#### [EXERCISE DIRECTIONS]
Please rewrite all the entries below, swapping every "provide" for "give" and keeping everything else the same. Leave the pictures out of your answer.

BEGIN MATERIAL FOR THIS EXERCISE

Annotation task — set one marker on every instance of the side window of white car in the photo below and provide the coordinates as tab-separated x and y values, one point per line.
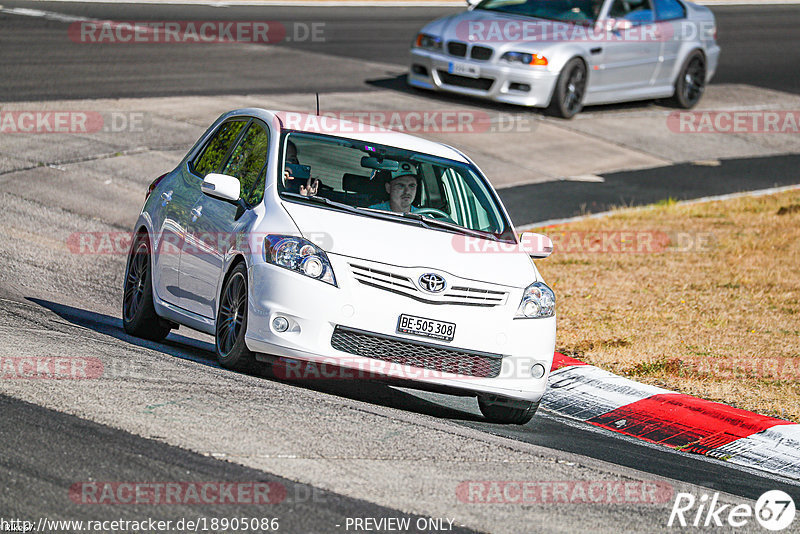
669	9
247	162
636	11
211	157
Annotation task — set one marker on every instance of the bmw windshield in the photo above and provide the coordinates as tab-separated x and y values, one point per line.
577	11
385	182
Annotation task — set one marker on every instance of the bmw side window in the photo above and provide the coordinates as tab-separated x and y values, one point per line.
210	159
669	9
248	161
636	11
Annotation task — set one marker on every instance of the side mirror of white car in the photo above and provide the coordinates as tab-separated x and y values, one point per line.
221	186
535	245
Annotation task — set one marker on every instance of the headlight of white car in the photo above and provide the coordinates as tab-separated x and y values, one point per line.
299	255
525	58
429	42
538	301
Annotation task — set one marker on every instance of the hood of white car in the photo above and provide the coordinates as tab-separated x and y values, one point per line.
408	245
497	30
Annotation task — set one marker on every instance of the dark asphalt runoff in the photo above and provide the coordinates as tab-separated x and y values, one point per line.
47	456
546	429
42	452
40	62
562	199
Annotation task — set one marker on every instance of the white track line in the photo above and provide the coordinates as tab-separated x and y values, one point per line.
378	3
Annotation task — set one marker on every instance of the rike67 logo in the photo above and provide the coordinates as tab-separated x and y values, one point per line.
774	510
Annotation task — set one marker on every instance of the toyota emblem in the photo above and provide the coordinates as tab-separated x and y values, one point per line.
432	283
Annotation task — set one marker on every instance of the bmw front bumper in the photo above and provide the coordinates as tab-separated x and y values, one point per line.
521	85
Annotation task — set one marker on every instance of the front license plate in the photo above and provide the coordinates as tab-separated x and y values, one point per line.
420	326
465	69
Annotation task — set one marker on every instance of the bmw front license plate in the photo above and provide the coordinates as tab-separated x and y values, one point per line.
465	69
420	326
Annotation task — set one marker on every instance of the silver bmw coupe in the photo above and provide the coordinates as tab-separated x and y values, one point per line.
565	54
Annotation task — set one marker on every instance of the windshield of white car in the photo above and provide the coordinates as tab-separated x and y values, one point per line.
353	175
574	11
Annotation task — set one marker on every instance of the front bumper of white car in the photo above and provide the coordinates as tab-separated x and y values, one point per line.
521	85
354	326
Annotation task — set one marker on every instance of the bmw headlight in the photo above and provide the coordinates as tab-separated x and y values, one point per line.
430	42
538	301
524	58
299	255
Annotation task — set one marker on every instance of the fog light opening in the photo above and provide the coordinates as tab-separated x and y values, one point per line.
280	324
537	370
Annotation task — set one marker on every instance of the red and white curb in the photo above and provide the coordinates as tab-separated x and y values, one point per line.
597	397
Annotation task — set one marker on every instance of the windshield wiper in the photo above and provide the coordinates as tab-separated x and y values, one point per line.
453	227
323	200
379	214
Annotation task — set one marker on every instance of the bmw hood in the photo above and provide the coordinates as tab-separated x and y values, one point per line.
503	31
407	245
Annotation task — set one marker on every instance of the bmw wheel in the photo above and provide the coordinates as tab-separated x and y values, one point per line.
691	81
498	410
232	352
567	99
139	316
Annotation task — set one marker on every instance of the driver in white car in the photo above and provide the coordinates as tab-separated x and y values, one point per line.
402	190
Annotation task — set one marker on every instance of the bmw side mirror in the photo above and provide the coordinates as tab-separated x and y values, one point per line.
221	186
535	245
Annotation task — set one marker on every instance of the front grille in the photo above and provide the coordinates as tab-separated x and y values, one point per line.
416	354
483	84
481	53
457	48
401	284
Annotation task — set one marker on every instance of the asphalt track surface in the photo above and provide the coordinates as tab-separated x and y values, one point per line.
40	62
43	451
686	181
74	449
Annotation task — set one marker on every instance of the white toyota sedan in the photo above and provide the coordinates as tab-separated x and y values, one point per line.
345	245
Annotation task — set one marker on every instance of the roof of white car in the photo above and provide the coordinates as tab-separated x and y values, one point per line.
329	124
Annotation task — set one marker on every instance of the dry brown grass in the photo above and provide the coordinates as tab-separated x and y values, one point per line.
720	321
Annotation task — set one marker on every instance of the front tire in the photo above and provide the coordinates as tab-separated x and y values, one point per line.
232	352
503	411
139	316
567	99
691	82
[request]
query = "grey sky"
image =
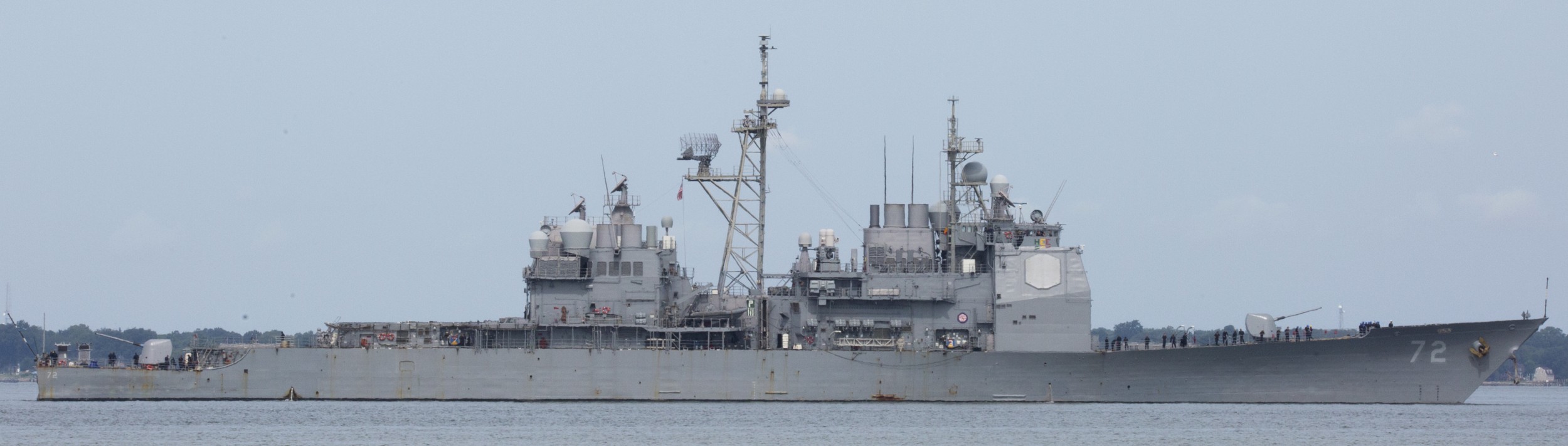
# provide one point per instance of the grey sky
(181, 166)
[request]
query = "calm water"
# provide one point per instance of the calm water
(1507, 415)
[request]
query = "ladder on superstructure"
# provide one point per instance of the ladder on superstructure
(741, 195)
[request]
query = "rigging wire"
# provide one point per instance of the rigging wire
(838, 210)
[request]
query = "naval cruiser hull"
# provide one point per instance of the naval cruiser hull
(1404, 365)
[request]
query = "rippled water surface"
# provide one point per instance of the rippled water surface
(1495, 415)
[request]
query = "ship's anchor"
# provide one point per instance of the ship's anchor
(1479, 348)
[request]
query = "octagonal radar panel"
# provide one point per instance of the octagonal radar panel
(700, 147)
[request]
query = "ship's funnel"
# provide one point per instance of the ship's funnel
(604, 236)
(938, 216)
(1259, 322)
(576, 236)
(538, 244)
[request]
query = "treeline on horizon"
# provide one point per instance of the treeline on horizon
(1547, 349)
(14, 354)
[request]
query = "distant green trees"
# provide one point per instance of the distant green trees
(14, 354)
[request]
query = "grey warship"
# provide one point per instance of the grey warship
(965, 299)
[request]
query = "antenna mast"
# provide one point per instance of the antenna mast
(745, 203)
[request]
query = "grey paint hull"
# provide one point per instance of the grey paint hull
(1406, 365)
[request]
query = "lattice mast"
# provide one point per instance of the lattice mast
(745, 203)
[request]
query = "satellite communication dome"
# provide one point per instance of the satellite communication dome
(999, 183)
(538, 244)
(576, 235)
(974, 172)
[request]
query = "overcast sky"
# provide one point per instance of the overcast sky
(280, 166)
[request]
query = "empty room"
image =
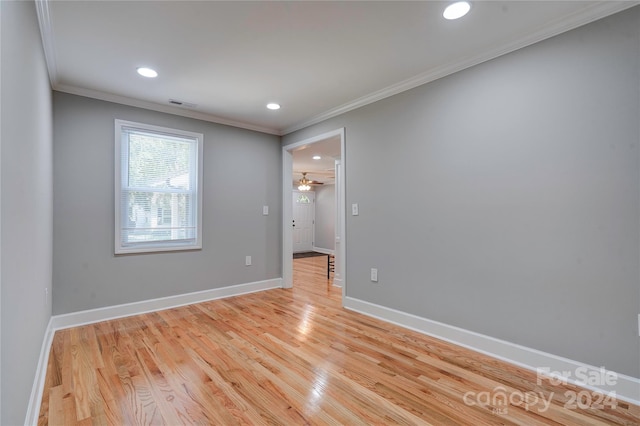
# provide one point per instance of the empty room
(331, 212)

END MATERIAL FOR THIS EXERCISE

#### [ANSWER TO THIS EXERCISE]
Annotation task — set one marker on every instance of the side window of white car in the photo below and give the coordinates as tab-separated x and y values, one point per line.
669	9
247	162
636	11
211	157
Annotation task — set one marker on every instance of the bmw windshield in the photo above and give the coordinates as tab-separated x and y values, one point per line.
577	11
385	182
Annotation task — set one marker on every instance of the bmw side window in the photo above and give the coordinates as tab-separated x and y values, one point per line.
210	159
669	9
248	161
636	11
Annotation task — set one marker on every instance of the side mirror of white car in the photo above and give the coordinates as tab-separated x and y values, one point per line.
221	186
535	245
Annotation task — set one marker on every instance of the headlight of white car in the photo above and give the coordinates as tab-separated x and y values, one point per line.
299	255
525	58
429	42
538	301
Annotation task — set one marker on every instance of the hood of white car in the photo above and give the coordinates as tab-separated x and y values, one point per line.
408	245
497	30
Annotation task — set one marker on every instance of the dark asphalt runoff in the photo above and give the coordinates as tab-separated x and y values, one point per line.
47	456
546	429
42	452
40	62
562	199
Annotation task — set one marker on every instance of the white track line in the photo above and give the coordinates as tab-separated x and y values, one point per line.
378	3
Annotation task — set one marker on every instance of the rike67 logo in the photo above and give the coordinates as tab-separated x and y values, one point per line.
774	510
Annotation task — set one marker on every instance of the toyota emblem in the photo above and give the coordinates as tab-separated x and y values, one point per line.
432	283
Annotation task — set one marker on every instance of the bmw front bumper in the photo above and give the coordinates as tab-separated x and y values, one point per line.
521	85
Annotation task — set one marker on every instance of the front license plate in the photo above and give the coordinates as tab-separated x and y values, one point per line.
420	326
465	69
Annotation task — set one marker on every instance of the bmw front license plate in the photo above and give the coordinates as tab-separated x and y values, one point per line.
465	69
420	326
Annotation task — set one marker on every instance of the silver bmw coupe in the photo above and give the coordinates as tab-separated x and y values, one point per line.
565	54
Annotation task — set one marker on every instance of the windshield of white car in the photo above and give the coordinates as tab-separated x and y values, one point per line.
353	175
574	11
Annotation task — set one marker on every instance of the front bumper of white car in the photo above and give the coordinates as tab-separated x and y values, one point per line.
521	85
354	326
Annotation task — set one marker on every instance of the bmw headlight in the photo above and give the coordinates as tab-separated x and y values, one point per line.
430	42
538	301
524	58
299	255
Annotation task — set one marker on every instance of the fog light opening in the photo above and give the coordinates as tab-separated x and y values, one point per line.
280	324
537	370
Annotation task — set one marker on every instance of the red and white curb in the photo above and give the coordinates as tab-separated x and y values, one point per line.
597	397
Annotation task — set one marker on every instance of the windshield wiper in the photo above and give the coordinates as tab-separated x and y values, one point per line.
453	227
323	200
379	214
Annotation task — set one marker on every instance of the bmw hood in the photo above and give the coordinates as tab-separated x and y values, one point per line.
503	31
407	245
Annotation task — set one marker on every instance of the bmw wheel in the photo above and give the coordinates as tab-separated x and y values, one point per line.
691	81
498	410
232	352
567	99
139	316
Annotation task — set one marker on every instance of the driver in white car in the photo above and give the coordinates as tab-separated x and y values, one point per line.
402	190
Annotation task — set one marker on every instance of the bmw side mirror in the photo above and give the coordinates as tab-separated x and y values, one point per line.
221	186
535	245
Annotation task — set one marker on every instance of the front grille in the photo above and give the coordinates as tab-separated x and y values, one point per line.
416	354
483	84
481	53
457	48
401	284
Annotation task — set one marker on every instance of the asphalt track surface in the photo above and give the coordinates as tab-separated x and y values, one point per line.
40	62
43	451
686	181
74	449
Annotation task — set one marker on every instance of the white toyota sedan in the photo above and give the coordinates as tab-separated x and y values, one point per line.
345	245
Annotation task — set one marker on every instance of the roof of white car in the photo above and give the coordinates as tab-separated x and y values, one point per line.
329	124
Annotation task — set one marker on every instance of the dry brown grass in the photo above and give the coordinates as tab-separated x and y values, one point per line.
720	321
Annotation task — set one marker on every instance of the front tire in the photo above and give the coordinates as tab-separated x and y values, one point per line.
232	352
503	411
139	316
567	99
691	82
[request]
query = "grey sky"
image =
# give one point per instance of the grey sky
(181, 166)
[request]
query = "calm water"
# give one point per instance of the calm water
(1507, 415)
[request]
query = "ladder on superstructure"
# give one point per instance of the ladder on superstructure
(741, 195)
[request]
query = "rigging wire"
# give one point per instance of the rigging wire
(838, 210)
[request]
query = "naval cruiser hull"
# give one point per instance of the naval cruiser hull
(1404, 365)
[request]
query = "rippled water surface"
# give one point per instance of the rippled water surface
(1495, 415)
[request]
query = "ship's anchor"
# give one point per instance of the ship's anchor
(1479, 348)
[request]
query = "octagonal radar panel"
# give one point per instance of the octagonal radar panel
(700, 147)
[request]
query = "ship's funnel"
# give one point per instance of the ship's funnel
(604, 236)
(938, 216)
(1259, 322)
(576, 236)
(538, 244)
[request]
query = "treeline on horizon"
# give one point per instance of the treeline on horizon
(1547, 349)
(14, 354)
[request]
query = "distant green trees"
# give one point per instance of the distant green trees
(14, 354)
[request]
query = "grey warship"
# give one point per instance of the grey warship
(965, 299)
[request]
query = "antenna mast"
# give one point per instance of the antenna mast
(745, 203)
[request]
query = "grey paint hull"
# give one point per instance of the grey paint hull
(1406, 365)
[request]
query = "lattice mast"
# give one point per instance of the lattice mast
(745, 203)
[request]
query = "satellite communication dome"
# give one point per instance of the satellite communication dome
(999, 183)
(538, 244)
(576, 235)
(974, 172)
[request]
query = "overcast sky"
# give one point per instance of the overcast sky
(280, 166)
[request]
query = "empty room"
image =
# give one point per instance of the empty room
(331, 212)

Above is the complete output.